[Passage]:
________________________
Posted by Jack on Dec 30th 2025
Buttery Liquid Gold - Stock
Broth: An easy routine

Prep Time: 15 minutes | Cook Time: 12-24 hrs
To your health!
Ingredients
- 1 Chicken back or a bag of Chicken bones
- 1 Large onion (halved)
- 2 Carrots
- 3 Celery sticks
- Fresh herbs like parsley (optional)
Instructions
Tips
- Using an InstantPot is a great idea, we run the chicken bones for 240 min on high and then 'keep warm' for 4-12 hours.
- Make sure if you freeze your broth in a canning jar you leave at least 1” of head space. The liquid will expand as it freezes and shattered glass jars in your freezer are a real bummer. DO NOT use quart glass jars, 1.5 pint jars are the best.
- When you pull the refrigerated stock out, it will be gelatinous and this is ok! This is a sign of all the healthy gelatin in your broth. It will re-liquify as it heats up.
- Don’t have a good stockpot or crockpot? Or don’t want to leave it on the stove overnight? Set your oven to 220 degrees and put the pot in there after bringing everything to a boil.
Ideas on using your broth
- Risotto
- Rice
- Any soup
- Healthy hot sledding snack for the kids (warm up and bring in a thermos)
- We love to have a warm cup of our broth first thing in the morning before coffee -- for real, it is fantastic.
More Information
Many of you have switched your kids (or yourself) to a GAPS or similar traditional diet that emphasizes real bone broths. We love hearing all of the stories of kids with chronic illnesses that have miraculously turned around after switching to a more traditional diet based on broth, pasture raised meats and fermented foods.
________________________
[Supplied data]:
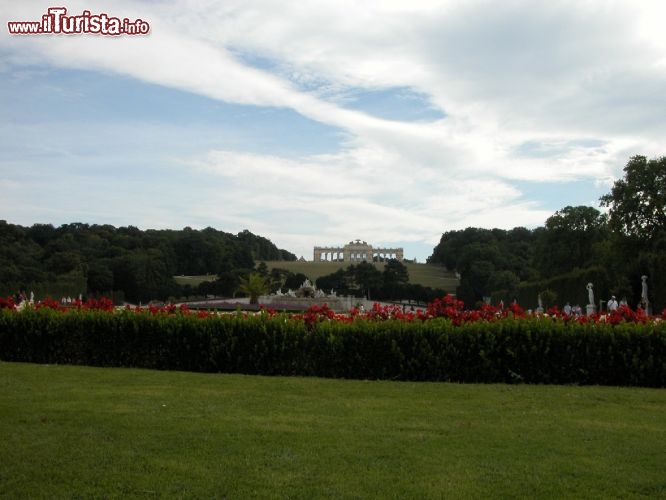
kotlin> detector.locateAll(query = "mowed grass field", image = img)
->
[174,261,458,293]
[0,363,666,499]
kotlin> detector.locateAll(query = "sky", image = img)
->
[0,0,666,262]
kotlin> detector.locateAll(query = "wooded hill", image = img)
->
[0,221,296,302]
[428,156,666,313]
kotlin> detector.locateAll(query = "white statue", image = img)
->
[641,275,648,308]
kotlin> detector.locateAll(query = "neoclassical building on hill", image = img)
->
[314,240,404,262]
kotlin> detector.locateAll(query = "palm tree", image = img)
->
[238,273,268,304]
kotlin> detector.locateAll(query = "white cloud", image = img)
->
[0,0,666,258]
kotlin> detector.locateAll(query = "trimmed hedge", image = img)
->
[0,309,666,387]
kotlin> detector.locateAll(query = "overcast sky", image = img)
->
[0,0,666,262]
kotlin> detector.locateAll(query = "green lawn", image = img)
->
[0,363,666,499]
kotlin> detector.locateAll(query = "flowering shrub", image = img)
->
[0,296,666,387]
[0,295,666,328]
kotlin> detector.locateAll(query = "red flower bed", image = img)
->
[0,295,666,326]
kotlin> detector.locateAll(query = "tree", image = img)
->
[238,273,268,304]
[600,156,666,240]
[534,205,608,278]
[382,259,409,299]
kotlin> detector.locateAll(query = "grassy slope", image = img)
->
[0,363,666,499]
[266,261,458,293]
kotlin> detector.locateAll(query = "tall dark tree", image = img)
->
[601,156,666,241]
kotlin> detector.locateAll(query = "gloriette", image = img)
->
[314,240,404,262]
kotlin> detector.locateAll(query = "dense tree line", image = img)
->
[0,221,296,302]
[428,156,666,311]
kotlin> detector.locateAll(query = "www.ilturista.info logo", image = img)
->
[7,7,150,36]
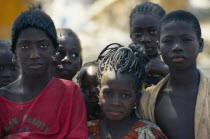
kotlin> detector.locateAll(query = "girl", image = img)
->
[88,44,167,139]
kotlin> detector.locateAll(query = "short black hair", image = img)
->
[77,61,98,85]
[11,8,58,53]
[158,10,201,39]
[0,40,11,52]
[57,28,83,66]
[97,43,145,90]
[57,28,82,53]
[130,1,166,27]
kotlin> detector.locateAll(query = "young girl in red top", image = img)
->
[88,44,167,139]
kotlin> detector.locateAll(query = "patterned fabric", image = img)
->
[136,71,210,139]
[88,120,167,139]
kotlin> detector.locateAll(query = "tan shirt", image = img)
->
[136,72,210,139]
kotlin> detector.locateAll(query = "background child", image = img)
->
[130,2,168,87]
[138,11,210,139]
[0,40,20,87]
[88,45,166,139]
[77,61,102,120]
[0,9,87,139]
[50,28,82,80]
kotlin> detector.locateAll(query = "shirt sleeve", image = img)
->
[66,86,88,139]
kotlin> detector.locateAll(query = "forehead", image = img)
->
[17,27,51,42]
[160,21,196,37]
[58,35,80,51]
[0,51,14,65]
[131,14,159,28]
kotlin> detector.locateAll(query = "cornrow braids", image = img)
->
[97,43,145,90]
[11,9,58,53]
[0,40,11,51]
[130,2,166,27]
[158,10,201,40]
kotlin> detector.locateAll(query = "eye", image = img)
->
[21,45,28,49]
[40,42,49,48]
[10,66,17,71]
[122,93,131,98]
[71,53,79,58]
[103,91,112,97]
[150,29,157,35]
[0,66,4,70]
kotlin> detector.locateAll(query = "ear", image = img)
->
[198,38,204,52]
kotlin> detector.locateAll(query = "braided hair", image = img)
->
[130,2,166,27]
[97,43,145,90]
[158,10,201,40]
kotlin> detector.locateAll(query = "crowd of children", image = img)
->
[0,2,210,139]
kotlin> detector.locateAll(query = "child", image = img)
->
[51,28,82,80]
[0,9,87,139]
[77,61,102,120]
[139,11,210,139]
[130,2,168,87]
[0,40,20,87]
[88,44,166,139]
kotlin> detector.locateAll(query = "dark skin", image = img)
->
[130,14,168,84]
[0,27,55,103]
[80,65,100,120]
[0,50,20,87]
[99,71,138,139]
[155,21,203,139]
[53,33,82,80]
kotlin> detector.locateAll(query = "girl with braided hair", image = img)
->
[88,44,167,139]
[130,2,168,87]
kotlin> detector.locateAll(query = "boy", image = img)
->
[0,40,20,87]
[0,9,87,139]
[139,11,210,139]
[51,28,82,80]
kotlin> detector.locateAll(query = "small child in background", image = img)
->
[0,40,20,87]
[77,61,103,120]
[88,44,167,139]
[50,28,82,80]
[130,2,168,87]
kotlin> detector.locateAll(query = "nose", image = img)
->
[140,33,151,43]
[2,68,12,78]
[112,95,120,107]
[61,55,71,63]
[30,47,40,60]
[172,41,183,51]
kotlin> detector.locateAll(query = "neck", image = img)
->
[20,73,52,93]
[169,64,199,87]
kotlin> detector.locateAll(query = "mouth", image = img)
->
[108,110,123,116]
[172,56,184,62]
[29,63,43,69]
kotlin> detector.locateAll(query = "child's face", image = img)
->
[160,21,203,70]
[16,27,55,76]
[0,50,19,87]
[130,14,159,56]
[58,35,82,80]
[80,66,99,104]
[99,71,136,120]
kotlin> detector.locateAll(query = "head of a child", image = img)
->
[77,61,99,118]
[158,11,203,70]
[97,45,145,120]
[0,40,20,87]
[55,28,82,80]
[130,2,165,58]
[11,9,58,77]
________________________
[Questions]:
- a) For each statement, say yes or no on whether it agrees with the broth recipe, and quote the words of the recipe that decide it. (i) The recipe recommends quart glass jars for freezing broth. (ii) Refrigerated stock will be gelatinous. (iii) The pot goes into the oven after everything has been brought to a boil.
- b) Answer these questions from the broth recipe:
(i) How many celery sticks are in the ingredients?
(ii) For how many minutes are the chicken bones run on high in the InstantPot?
(iii) What cook time is listed?
- c) Repeat the part of the broth recipe that opens with the words containing "- When you pull" and closes with "it is fantastic.".

[Results of the tasks]:
- a)
(i) No: "DO NOT use quart glass jars, 1.5 pint jars are the best."
(ii) Yes: "When you pull the refrigerated stock out, it will be gelatinous and this is ok!"
(iii) Yes: "Set your oven to 220 degrees and put the pot in there after bringing everything to a boil."

- b)
(i) 3
(ii) 240 minutes
(iii) 12-24 hrs

- c)
- When you pull the refrigerated stock out, it will be gelatinous and this is ok! This is a sign of all the healthy gelatin in your broth. It will re-liquify as it heats up.
- Don’t have a good stockpot or crockpot? Or don’t want to leave it on the stove overnight? Set your oven to 220 degrees and put the pot in there after bringing everything to a boil.
Ideas on using your broth
- Risotto
- Rice
- Any soup
- Healthy hot sledding snack for the kids (warm up and bring in a thermos)
- We love to have a warm cup of our broth first thing in the morning before coffee -- for real, it is fantastic.